▶ **To be done**: Reproduce each of the records below word for word, leaving nothing out and changing nothing.

▶ **Recorded information**:
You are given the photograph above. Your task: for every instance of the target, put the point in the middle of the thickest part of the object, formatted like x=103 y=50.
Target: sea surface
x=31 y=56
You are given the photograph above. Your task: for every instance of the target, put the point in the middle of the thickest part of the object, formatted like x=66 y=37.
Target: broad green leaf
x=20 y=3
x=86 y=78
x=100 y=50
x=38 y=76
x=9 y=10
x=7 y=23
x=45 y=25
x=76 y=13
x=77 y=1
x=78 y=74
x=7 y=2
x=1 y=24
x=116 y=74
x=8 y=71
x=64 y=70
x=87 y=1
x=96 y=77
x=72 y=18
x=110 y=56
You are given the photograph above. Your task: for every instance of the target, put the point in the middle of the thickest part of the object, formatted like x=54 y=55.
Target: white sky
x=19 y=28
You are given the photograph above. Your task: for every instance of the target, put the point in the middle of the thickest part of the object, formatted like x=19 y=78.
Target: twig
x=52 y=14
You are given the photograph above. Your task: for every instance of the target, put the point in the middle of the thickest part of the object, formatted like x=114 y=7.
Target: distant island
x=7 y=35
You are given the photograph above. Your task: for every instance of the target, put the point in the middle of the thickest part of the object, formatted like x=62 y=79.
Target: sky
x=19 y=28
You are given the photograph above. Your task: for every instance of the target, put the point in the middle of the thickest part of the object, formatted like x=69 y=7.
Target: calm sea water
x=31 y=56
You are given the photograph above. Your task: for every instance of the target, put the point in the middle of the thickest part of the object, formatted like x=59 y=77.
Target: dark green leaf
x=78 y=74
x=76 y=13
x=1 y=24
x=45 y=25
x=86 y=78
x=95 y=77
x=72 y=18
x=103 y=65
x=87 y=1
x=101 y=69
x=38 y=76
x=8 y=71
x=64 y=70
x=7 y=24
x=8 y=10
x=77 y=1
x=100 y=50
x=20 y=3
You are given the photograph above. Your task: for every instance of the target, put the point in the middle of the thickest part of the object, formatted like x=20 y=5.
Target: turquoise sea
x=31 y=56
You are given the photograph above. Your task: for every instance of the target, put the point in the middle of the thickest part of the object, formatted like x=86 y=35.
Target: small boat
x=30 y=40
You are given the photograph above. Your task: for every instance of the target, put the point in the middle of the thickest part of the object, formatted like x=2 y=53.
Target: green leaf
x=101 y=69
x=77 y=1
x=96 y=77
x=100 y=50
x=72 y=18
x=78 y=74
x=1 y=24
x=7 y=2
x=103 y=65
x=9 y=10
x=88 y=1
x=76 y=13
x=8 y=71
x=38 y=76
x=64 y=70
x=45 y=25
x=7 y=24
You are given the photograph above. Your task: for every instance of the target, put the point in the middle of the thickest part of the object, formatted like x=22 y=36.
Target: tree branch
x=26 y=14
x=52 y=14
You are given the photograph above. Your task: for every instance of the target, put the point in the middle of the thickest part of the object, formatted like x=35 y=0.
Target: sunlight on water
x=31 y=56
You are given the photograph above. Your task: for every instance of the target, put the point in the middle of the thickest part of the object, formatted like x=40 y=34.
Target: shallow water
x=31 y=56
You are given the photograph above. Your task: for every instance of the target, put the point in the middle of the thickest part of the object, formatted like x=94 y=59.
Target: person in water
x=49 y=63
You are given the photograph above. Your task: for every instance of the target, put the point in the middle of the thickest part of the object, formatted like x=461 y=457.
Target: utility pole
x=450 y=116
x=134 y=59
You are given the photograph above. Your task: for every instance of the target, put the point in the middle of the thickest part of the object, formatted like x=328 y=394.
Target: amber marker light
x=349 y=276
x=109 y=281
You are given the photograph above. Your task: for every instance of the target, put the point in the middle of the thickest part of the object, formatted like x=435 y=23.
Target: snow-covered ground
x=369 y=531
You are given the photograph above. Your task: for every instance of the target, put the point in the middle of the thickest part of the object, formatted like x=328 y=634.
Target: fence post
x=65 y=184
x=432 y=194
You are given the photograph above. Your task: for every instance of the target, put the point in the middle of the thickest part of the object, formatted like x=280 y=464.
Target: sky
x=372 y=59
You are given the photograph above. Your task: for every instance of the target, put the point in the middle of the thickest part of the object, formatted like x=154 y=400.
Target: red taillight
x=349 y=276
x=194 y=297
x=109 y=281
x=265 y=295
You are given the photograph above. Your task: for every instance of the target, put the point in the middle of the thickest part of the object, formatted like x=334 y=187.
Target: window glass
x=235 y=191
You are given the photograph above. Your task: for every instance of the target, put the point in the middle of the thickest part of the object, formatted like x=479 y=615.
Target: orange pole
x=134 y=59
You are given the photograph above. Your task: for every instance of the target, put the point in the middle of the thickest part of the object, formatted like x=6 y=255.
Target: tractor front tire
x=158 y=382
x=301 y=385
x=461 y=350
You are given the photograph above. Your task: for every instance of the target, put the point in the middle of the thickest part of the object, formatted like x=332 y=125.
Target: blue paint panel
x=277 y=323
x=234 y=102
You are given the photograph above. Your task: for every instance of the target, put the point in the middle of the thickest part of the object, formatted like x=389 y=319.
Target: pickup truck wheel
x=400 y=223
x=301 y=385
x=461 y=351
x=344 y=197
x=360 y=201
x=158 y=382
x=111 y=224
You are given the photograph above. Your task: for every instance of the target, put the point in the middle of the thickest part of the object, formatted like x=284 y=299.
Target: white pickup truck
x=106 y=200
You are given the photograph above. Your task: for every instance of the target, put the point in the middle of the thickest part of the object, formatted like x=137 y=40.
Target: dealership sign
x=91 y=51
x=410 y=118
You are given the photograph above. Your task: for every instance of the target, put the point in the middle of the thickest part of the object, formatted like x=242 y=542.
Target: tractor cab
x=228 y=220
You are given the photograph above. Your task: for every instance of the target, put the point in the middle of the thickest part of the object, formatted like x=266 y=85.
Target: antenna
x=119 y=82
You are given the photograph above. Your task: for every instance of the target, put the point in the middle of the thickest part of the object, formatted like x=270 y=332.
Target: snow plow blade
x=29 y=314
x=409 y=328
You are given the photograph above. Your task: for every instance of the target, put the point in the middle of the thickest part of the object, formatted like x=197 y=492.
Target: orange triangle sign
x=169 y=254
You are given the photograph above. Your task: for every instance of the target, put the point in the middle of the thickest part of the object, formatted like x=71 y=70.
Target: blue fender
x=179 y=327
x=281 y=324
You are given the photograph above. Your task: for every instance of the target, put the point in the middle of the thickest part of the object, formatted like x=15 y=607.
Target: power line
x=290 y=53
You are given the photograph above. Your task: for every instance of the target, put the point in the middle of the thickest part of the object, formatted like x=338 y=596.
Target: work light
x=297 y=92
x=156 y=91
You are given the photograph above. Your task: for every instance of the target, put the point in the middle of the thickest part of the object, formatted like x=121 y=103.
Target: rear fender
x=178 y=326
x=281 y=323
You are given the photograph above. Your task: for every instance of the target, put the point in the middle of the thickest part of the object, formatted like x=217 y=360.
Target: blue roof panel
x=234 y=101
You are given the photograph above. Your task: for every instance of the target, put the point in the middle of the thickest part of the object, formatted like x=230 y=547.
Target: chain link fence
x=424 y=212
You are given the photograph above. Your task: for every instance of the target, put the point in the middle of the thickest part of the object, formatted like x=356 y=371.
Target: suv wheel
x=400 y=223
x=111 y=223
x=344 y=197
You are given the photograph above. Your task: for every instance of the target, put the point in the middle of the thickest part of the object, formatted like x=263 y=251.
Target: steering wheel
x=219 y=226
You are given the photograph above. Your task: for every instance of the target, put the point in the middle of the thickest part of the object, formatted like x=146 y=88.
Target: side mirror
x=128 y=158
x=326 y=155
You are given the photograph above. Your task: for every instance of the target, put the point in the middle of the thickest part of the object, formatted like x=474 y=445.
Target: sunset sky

▶ **Response**:
You are given the photograph above. Your task: for every instance of the target, put the point in the middle of the thickest part of the object, formatted like x=103 y=50.
Target: sea surface
x=31 y=56
You are given the photograph above. Your task: for every instance of the target, put the point in the middle of the thickest part of the object, formatted like x=66 y=37.
Target: broad green leaf
x=20 y=3
x=86 y=78
x=100 y=50
x=38 y=76
x=9 y=10
x=7 y=23
x=45 y=25
x=76 y=13
x=77 y=1
x=78 y=74
x=7 y=2
x=1 y=24
x=116 y=74
x=8 y=71
x=64 y=70
x=87 y=1
x=96 y=77
x=72 y=18
x=110 y=56
You are given the photograph above. Your task: for every instance of the target, put the point in the middle of the thickest part of the object, formatted like x=54 y=55.
Target: white sky
x=19 y=28
You are given the photograph above. Your task: for every instance of the target, put the point in the middle of the thickest part of the object, formatted like x=19 y=78.
Target: twig
x=52 y=14
You are given the photograph above. Your task: for every instance of the target, put the point in the middle of the thickest part of the object, formatted like x=114 y=7.
Target: distant island
x=7 y=35
You are given the photograph above. Your task: for every instance of the target, put the point in the middle of the thickest part of the object, formatted like x=62 y=79.
Target: sky
x=19 y=28
You are given the photograph above. Your task: for every instance of the target, put the point in the middle of the thickest part of the object, formatted like x=69 y=7.
Target: calm sea water
x=31 y=56
You are given the photograph above. Your task: for every instance of the target, put the point in the middle of the thickest part of the object, formatted like x=59 y=77.
Target: dark green leaf
x=78 y=74
x=76 y=13
x=1 y=24
x=45 y=25
x=86 y=78
x=95 y=77
x=72 y=18
x=103 y=65
x=87 y=1
x=101 y=69
x=38 y=76
x=8 y=71
x=64 y=70
x=7 y=24
x=8 y=10
x=77 y=1
x=100 y=50
x=20 y=3
You are given the photograph above. Your task: for every instance of the target, put the point in the middle of the thickest part of the object, formatted like x=20 y=5.
Target: turquoise sea
x=31 y=56
You are given the photograph above. Your task: for every instance of the target, put the point in the middle of the thickest part of the object, formatted like x=86 y=35.
Target: small boat
x=30 y=40
You are given the photograph above. Your task: for every instance of the target, put the point in the middle of the thickest part of the object, formatted like x=2 y=53.
Target: green leaf
x=101 y=69
x=77 y=1
x=96 y=77
x=100 y=50
x=72 y=18
x=78 y=74
x=1 y=24
x=7 y=2
x=103 y=65
x=9 y=10
x=88 y=1
x=76 y=13
x=8 y=71
x=38 y=76
x=64 y=70
x=45 y=25
x=7 y=24
You are given the photograph above. Your task: for every instance of the target, put the point in the middle of the thickest part of the object, formatted like x=22 y=36.
Target: tree branch
x=26 y=14
x=52 y=14
You are given the photograph above. Your task: for every instance of the target, put the point in the middle of the thickest part of the object, formatted like x=35 y=0.
Target: sunlight on water
x=31 y=56
You are given the photograph above. Your task: for every instance of the target, put the point in the middle of the thickest part of the object, formatted like x=40 y=34.
Target: shallow water
x=31 y=56
You are given the photograph above. Your task: for every instance of the target, put the point in the middle of the thickest part of the object, formatted like x=94 y=59.
Target: person in water
x=49 y=63
You are given the photograph above. Your task: for every instance of the target, put the point in the middle of the thickest part of the object, formatted like x=461 y=457.
Target: utility pole
x=450 y=116
x=134 y=59
You are given the photograph above. Your task: for every instance of the target, put the point in the middle of the thickest part of the object, formatted like x=328 y=394.
Target: amber marker light
x=349 y=276
x=109 y=281
You are given the photograph above. Your task: for every instance of the target, put the point in the middle of the thickest part of the object, formatted like x=435 y=23.
Target: snow-covered ground
x=369 y=531
You are given the photograph above. Your task: for every instance of the target, put the point in the middle of the thickest part of the object, formatted like x=328 y=634.
Target: fence post
x=65 y=184
x=432 y=194
You are given the photograph above. Your task: for every instance of the target, put the point in the middle of the thickest part of the object, formatted like x=280 y=464.
Target: sky
x=372 y=59
You are given the photograph above. Your task: for every instance of the target, put the point in the middle of the thickest part of the object, formatted like x=154 y=400.
Target: red taillight
x=349 y=276
x=194 y=297
x=109 y=281
x=265 y=295
You are given the photograph above. Your task: for every instance of the target, put the point in the middle of the thickest part of the object, formatted like x=334 y=187.
Target: window glass
x=235 y=191
You are given the photograph above. Your task: for every instance of the target, put the point in the middle of the thickest part of the object, formatted like x=479 y=615.
Target: orange pole
x=134 y=59
You are given the photograph above. Your task: for every instance of the target, put the point in the middle of the thickest part of the object, formatted like x=6 y=255.
Target: tractor front tire
x=158 y=382
x=301 y=385
x=461 y=350
You are given the photograph above. Your task: for every instance of the target, put the point in the middle of the thickest part of the object, formatted like x=332 y=125.
Target: blue paint panel
x=277 y=323
x=234 y=102
You are given the photograph above. Your task: for every instance of the target, put the point in the middle of the thickest part of the object, formatted like x=389 y=319.
Target: pickup truck wheel
x=400 y=223
x=301 y=385
x=461 y=351
x=344 y=197
x=360 y=201
x=158 y=382
x=111 y=224
You are given the photograph above. Your task: for every instance of the target, put the point in the middle of the thickest part of the object, formatted like x=284 y=299.
Target: white pickup truck
x=106 y=200
You are given the photograph above. Your task: for every instance of the target, put the point in the middle of the thickest part of the object, formatted like x=137 y=40.
Target: dealership sign
x=91 y=51
x=410 y=118
You are given the photograph above. Your task: for every instance of the target, put the point in the middle of the thickest part of the object, formatted like x=242 y=542.
Target: tractor cab
x=228 y=220
You are given the photograph above. Your task: for every instance of the target, put the point in the middle of the thickest part of the object, formatted like x=266 y=85.
Target: antenna
x=119 y=82
You are given the photograph above. Your task: for every instance of the target, put the point in the middle of the thickest part of the object, formatted like x=270 y=332.
Target: snow plow blade
x=29 y=314
x=409 y=328
You are given the photograph above. Your task: for every instance of the target, put the point in the middle of the thickest part of the object, formatted like x=197 y=492.
Target: orange triangle sign
x=169 y=254
You are given the photograph above. Your task: for every instance of the target, put the point in the middle of the thickest part of the object, formatted like x=71 y=70.
Target: blue fender
x=179 y=327
x=281 y=324
You are given the photograph above. Your task: for every instance of the target, put the point in the middle of the thickest part of the object, formatted like x=15 y=607.
Target: power line
x=290 y=53
You are given the photograph above. Your task: for every instance of the target, put the point in the middle of the thickest part of the object, formatted like x=338 y=596.
Target: work light
x=297 y=92
x=156 y=91
You are given the photograph above. Your task: for every instance of the target, put the point in the middle of the thickest part of the object, formatted like x=121 y=103.
Target: rear fender
x=178 y=326
x=281 y=323
You are given the photograph above. Your task: for every instance of the target, put the point in the middle of the thickest part of the object, formatted like x=217 y=360.
Target: blue roof panel
x=234 y=101
You are given the photograph above. Your task: for every instance of the target, put the point in the middle of the thickest part of the object, formatted like x=230 y=547.
Target: chain link fence
x=424 y=212
You are given the photograph above. Your task: for every instance of the target, put the point in the middle of the thickest part of the object, formatted like x=356 y=371.
Target: suv wheel
x=400 y=223
x=111 y=223
x=344 y=197
You are given the photograph above. Your task: for every instance of the target, put the point in the middle of the thickest part of the object, formatted like x=263 y=251.
Target: steering wheel
x=219 y=226
You are given the photograph above. Your task: for every instance of the target, put the point in the middle of the thickest part of the object, formatted like x=146 y=88.
Target: side mirror
x=128 y=158
x=326 y=155
You are given the photograph above. Your task: for every instance of the target, put the point in the middle of the thickest part of the object, formatted like x=474 y=445.
Target: sunset sky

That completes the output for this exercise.